→ **WHAT YOU SHOULD DO**: Pick out each line in the data below that contains the word "shorts", and copy those lines.

→ **RECORDS SUPPLIED**:
╔══
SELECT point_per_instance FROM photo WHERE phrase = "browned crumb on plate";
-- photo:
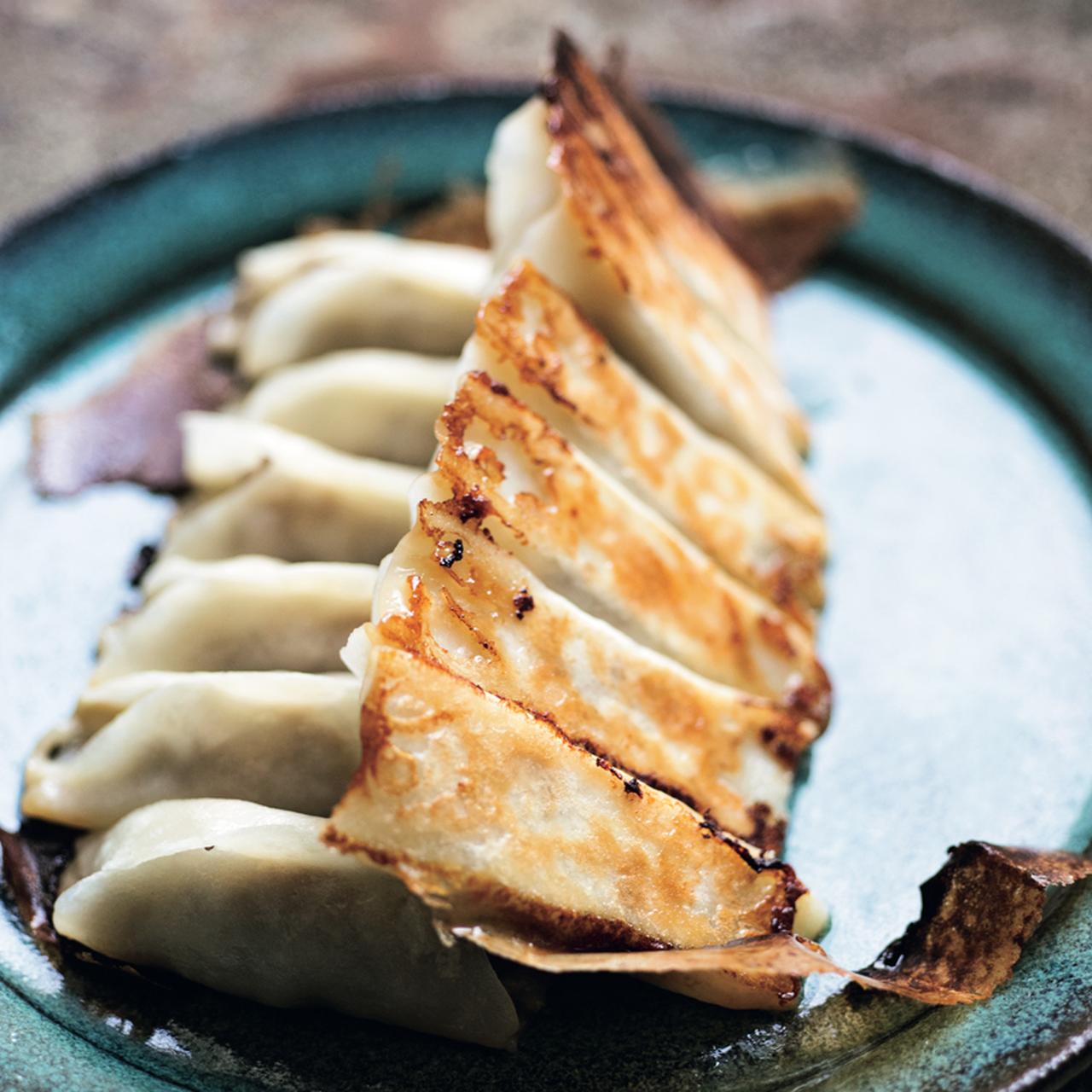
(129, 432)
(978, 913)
╚══
╔══
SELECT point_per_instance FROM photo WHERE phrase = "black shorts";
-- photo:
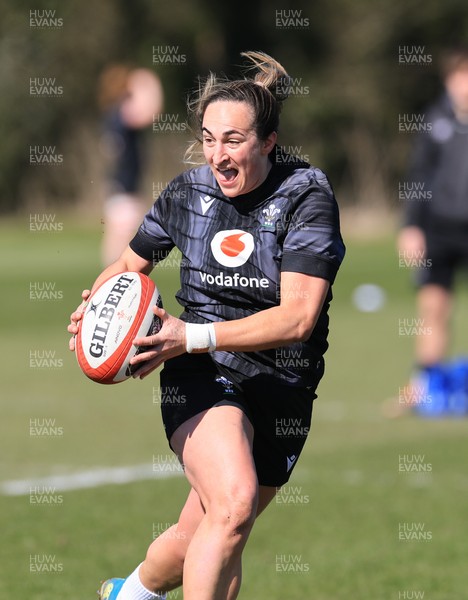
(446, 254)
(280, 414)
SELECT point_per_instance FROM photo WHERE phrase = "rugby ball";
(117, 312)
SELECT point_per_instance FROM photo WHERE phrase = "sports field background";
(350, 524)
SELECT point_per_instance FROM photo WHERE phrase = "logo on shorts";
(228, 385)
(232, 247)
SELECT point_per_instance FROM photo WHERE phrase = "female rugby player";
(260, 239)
╚══
╔══
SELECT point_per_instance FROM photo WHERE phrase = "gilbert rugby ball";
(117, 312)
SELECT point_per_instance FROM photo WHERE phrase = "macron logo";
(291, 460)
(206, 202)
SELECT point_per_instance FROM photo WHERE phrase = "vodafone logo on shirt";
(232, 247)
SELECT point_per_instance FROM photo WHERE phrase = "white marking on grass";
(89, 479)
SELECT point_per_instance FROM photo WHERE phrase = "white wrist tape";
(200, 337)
╚══
→ **FINAL RESULT**:
SELECT point_per_instance FROM photo WHERE phrase = "black shorts";
SELECT point_per_instance FROM photo WHERE phrase = "logo on shorts";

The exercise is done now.